## Exercise objective
Copy every one of the following lines word for word, with no changes.

[Data listing]
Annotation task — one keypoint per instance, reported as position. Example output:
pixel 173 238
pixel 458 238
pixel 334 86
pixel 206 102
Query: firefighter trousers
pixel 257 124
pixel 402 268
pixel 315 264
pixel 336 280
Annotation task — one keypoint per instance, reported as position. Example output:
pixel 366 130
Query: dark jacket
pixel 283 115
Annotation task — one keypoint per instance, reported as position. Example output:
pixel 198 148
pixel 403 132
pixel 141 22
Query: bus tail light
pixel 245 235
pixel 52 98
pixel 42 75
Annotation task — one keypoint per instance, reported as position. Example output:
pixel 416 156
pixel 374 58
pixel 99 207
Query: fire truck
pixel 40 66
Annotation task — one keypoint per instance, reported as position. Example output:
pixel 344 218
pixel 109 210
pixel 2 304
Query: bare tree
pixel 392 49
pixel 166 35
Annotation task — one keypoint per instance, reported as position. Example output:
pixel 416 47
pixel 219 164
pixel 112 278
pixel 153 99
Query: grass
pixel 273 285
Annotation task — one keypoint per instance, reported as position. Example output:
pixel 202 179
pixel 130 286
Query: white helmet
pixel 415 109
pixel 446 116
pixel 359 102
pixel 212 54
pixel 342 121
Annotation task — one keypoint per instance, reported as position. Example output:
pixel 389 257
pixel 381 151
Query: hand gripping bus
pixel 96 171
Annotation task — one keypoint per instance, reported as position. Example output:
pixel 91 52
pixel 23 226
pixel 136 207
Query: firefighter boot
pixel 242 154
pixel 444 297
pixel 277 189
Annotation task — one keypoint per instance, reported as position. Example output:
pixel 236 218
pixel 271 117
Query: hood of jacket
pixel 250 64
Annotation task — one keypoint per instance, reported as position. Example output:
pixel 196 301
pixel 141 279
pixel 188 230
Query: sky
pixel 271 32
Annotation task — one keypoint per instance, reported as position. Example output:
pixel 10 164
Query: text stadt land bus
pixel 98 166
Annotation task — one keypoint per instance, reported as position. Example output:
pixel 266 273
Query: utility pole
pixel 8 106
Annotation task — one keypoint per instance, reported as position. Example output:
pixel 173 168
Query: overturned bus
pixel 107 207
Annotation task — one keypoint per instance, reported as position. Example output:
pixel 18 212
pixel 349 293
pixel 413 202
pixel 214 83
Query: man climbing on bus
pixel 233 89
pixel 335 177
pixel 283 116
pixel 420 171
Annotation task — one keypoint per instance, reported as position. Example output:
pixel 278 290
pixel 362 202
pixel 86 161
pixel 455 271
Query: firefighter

## Exercise result
Annotation task — one keypoint per instance, reported as position. Example output:
pixel 173 238
pixel 458 238
pixel 334 86
pixel 206 102
Query: firefighter trousers
pixel 257 124
pixel 402 268
pixel 315 264
pixel 336 280
Annotation task — one keypoint per instance, reported as position. Example output:
pixel 366 130
Query: dark jacket
pixel 283 115
Annotation task — one keypoint per instance, reported as position. Example output:
pixel 198 148
pixel 403 132
pixel 141 22
Query: bus tail light
pixel 245 235
pixel 52 98
pixel 42 75
Annotation task — one keypoint per instance, reported as position. Example output:
pixel 416 156
pixel 374 58
pixel 99 207
Query: fire truck
pixel 40 66
Annotation task — one keypoint per instance, reported as position. Example output:
pixel 344 218
pixel 109 210
pixel 2 304
Query: bare tree
pixel 392 49
pixel 166 35
Annotation task — one keypoint per instance, reported as position. Example output:
pixel 416 47
pixel 219 164
pixel 112 278
pixel 153 99
Query: grass
pixel 273 285
Annotation task — one keypoint per instance, reported as position. Example output:
pixel 202 179
pixel 130 286
Query: white helmet
pixel 415 109
pixel 446 116
pixel 359 102
pixel 212 54
pixel 342 121
Annotation task — one keypoint per instance, reported as position. Example output:
pixel 389 257
pixel 381 151
Query: hand gripping bus
pixel 96 171
Annotation task — one keypoint per instance, reported as position. Example output:
pixel 91 52
pixel 23 226
pixel 136 207
Query: firefighter boot
pixel 242 154
pixel 444 297
pixel 277 189
Annotation task — one keypoint per instance, reported as position. Example output:
pixel 236 218
pixel 271 117
Query: hood of jacket
pixel 250 64
Annotation task — one keypoint per instance, reported as position. Example output:
pixel 196 301
pixel 141 279
pixel 188 230
Query: sky
pixel 271 32
Annotation task — one keypoint per instance, reported as position. Example output:
pixel 10 164
Query: text stadt land bus
pixel 98 166
Annotation task — one keypoint per instance, reported as position. Example output:
pixel 266 273
Query: utility pole
pixel 8 106
Annotation task — one keypoint per instance, reported as position. Example output:
pixel 173 168
Query: overturned bus
pixel 107 207
Annotation task — one keypoint per instance, reported as position. Example output:
pixel 18 212
pixel 349 293
pixel 413 202
pixel 214 83
Query: man climbing on bus
pixel 233 89
pixel 335 177
pixel 283 116
pixel 420 171
Annotation task — one keypoint per instance, reported as position. Example output:
pixel 278 290
pixel 362 202
pixel 86 161
pixel 455 271
Query: firefighter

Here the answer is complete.